Your instructions
Copy out the stretch of the material from the line containing "Final verification step: confirm the presence of short" through the line containing "[791,648,932,697]", word for word and including both of those lines.

Material provided

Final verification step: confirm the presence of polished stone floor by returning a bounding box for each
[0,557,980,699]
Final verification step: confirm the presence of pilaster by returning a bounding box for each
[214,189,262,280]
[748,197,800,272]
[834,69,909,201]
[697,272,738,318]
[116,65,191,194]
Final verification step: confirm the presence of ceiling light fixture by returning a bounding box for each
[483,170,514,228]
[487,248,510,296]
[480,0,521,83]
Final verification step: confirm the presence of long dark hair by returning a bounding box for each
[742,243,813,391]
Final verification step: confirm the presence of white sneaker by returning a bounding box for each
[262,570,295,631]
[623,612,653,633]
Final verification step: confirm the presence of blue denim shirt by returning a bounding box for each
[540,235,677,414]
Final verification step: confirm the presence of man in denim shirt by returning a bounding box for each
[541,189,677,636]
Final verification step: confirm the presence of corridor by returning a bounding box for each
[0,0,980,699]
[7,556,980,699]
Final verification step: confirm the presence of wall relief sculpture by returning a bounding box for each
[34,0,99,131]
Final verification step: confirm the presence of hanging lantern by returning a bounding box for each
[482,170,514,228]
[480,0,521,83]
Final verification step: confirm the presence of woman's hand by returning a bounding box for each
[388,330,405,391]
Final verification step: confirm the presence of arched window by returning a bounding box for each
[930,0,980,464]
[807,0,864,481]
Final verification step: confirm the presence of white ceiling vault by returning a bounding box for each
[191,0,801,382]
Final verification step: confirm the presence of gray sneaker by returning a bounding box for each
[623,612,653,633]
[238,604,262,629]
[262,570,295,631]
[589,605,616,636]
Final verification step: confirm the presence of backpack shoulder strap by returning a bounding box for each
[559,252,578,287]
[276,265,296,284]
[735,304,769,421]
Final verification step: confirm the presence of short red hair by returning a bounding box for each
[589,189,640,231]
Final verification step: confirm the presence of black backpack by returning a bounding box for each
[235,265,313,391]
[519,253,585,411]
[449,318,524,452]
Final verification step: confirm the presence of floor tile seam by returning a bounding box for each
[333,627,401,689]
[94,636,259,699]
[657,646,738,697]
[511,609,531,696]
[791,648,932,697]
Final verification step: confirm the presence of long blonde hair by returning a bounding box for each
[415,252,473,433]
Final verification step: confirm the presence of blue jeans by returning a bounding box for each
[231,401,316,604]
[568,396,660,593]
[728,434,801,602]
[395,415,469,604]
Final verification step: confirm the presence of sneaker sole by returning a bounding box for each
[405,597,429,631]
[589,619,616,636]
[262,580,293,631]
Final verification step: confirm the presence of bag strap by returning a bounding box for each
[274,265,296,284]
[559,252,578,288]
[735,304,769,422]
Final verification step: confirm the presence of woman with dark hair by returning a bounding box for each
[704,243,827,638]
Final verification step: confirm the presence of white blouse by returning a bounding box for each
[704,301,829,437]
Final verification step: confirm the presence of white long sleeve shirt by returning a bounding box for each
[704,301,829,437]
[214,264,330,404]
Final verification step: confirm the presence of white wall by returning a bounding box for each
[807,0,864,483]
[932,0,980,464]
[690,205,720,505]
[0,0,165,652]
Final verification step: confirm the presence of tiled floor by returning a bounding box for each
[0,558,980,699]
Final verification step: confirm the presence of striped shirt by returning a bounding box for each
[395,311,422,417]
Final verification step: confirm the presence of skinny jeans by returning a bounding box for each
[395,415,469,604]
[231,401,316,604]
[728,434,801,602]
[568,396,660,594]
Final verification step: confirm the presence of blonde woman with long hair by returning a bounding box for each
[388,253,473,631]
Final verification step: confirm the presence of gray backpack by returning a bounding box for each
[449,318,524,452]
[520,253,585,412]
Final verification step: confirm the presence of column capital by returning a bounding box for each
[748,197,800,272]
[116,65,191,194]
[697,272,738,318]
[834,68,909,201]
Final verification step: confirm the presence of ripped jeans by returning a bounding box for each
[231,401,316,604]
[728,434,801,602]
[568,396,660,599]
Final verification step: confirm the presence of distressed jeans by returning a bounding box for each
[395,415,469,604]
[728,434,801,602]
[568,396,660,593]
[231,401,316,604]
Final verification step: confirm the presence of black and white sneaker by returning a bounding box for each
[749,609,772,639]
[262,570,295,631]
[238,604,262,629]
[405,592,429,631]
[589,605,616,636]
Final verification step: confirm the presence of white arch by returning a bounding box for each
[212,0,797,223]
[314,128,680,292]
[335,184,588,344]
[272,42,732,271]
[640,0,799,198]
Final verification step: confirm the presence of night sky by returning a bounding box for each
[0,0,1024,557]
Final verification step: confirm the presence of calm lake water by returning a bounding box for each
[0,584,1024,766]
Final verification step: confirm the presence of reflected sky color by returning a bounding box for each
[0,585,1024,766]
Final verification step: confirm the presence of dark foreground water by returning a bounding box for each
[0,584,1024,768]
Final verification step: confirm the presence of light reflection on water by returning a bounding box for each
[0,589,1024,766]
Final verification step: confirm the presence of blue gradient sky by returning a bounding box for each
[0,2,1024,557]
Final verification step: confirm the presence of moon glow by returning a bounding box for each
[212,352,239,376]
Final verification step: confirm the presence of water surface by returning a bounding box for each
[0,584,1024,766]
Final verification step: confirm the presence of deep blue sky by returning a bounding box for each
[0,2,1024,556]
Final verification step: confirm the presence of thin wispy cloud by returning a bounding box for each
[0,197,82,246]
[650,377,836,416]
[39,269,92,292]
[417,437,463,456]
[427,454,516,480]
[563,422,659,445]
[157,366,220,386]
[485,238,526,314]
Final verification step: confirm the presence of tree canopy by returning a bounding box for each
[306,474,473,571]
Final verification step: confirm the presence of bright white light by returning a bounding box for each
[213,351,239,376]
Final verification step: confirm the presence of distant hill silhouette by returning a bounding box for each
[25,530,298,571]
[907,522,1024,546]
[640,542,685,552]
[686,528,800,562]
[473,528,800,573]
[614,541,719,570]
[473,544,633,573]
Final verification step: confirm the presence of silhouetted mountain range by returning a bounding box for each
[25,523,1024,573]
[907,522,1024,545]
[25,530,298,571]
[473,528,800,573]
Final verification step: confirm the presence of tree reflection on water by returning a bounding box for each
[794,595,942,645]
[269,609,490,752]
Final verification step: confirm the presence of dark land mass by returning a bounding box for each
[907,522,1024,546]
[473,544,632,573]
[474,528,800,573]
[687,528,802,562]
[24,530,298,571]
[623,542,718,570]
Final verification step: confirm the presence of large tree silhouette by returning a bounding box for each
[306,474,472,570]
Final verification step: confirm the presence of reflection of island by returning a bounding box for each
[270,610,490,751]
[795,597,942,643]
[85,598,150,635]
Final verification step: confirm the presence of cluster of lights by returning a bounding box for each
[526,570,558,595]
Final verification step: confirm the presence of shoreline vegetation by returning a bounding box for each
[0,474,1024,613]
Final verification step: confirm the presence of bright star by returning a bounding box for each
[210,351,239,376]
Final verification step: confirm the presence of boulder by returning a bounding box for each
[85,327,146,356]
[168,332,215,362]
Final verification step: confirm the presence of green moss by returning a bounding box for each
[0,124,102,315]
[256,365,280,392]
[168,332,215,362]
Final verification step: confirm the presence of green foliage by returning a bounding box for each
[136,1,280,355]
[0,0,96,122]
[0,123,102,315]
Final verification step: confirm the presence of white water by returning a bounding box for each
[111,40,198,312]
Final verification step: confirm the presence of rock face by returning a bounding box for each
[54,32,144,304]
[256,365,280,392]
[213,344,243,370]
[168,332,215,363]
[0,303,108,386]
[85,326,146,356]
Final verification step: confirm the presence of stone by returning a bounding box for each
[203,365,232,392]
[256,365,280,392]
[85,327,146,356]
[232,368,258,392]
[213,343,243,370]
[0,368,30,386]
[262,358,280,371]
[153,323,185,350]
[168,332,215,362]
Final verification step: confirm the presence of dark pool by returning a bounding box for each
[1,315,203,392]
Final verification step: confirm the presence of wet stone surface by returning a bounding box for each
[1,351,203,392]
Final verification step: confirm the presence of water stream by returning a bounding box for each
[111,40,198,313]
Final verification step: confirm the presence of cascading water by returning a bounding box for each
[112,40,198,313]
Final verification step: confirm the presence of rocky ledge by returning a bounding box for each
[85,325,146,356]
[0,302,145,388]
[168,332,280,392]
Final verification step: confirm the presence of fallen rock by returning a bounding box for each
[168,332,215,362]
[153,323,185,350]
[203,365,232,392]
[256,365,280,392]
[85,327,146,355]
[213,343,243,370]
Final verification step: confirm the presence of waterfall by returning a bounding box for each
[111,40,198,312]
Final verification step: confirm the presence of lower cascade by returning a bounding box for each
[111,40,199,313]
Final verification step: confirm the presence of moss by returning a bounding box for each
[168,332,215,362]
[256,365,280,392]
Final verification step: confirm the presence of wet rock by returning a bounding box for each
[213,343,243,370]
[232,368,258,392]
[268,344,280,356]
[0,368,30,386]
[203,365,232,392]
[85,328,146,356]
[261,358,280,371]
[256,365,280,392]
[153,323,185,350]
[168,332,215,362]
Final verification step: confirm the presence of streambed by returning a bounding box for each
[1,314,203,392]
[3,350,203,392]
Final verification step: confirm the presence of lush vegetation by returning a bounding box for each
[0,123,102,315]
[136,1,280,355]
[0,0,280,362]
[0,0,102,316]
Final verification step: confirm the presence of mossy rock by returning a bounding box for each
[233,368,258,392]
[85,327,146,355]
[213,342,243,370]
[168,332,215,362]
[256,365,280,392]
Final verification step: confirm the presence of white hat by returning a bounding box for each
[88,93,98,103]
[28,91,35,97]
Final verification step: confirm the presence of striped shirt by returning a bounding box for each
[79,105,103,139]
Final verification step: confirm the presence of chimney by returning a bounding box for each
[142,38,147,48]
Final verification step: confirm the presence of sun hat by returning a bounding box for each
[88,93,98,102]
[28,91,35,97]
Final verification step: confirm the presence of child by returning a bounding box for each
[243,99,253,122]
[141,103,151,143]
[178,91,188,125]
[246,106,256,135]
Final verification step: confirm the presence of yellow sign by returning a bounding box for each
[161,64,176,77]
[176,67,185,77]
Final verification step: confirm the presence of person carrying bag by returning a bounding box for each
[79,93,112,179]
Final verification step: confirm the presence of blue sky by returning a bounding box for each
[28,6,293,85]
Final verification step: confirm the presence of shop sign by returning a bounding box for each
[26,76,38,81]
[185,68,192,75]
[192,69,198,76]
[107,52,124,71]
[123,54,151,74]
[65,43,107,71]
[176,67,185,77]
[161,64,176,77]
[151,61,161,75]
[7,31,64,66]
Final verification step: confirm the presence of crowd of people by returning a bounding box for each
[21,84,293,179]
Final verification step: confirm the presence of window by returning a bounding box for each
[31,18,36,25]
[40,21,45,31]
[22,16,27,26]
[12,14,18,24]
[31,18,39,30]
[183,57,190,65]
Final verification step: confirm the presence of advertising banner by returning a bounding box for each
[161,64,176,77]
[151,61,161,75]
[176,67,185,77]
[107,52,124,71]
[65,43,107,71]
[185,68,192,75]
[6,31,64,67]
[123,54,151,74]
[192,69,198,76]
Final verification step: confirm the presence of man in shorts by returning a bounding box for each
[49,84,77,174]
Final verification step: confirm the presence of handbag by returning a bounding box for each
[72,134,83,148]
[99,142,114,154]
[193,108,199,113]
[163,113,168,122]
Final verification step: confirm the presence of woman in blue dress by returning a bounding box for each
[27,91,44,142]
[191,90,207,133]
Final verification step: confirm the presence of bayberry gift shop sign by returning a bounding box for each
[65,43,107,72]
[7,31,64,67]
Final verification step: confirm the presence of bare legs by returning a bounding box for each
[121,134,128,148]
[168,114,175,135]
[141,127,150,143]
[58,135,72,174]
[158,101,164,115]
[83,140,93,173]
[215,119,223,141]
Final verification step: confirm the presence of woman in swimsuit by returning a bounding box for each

Correct output
Final verification step: confirm the presence of short red hair by returning a bounding box for each
[589,189,640,231]
Final verification step: confirm the presence of black backpack by returning a bounding box for each
[235,265,313,391]
[519,253,585,411]
[449,318,524,452]
Final verification step: confirm the presence of floor tile seam by returning a bounding box for each
[333,627,401,689]
[94,636,259,699]
[657,646,738,697]
[511,609,531,696]
[791,648,932,697]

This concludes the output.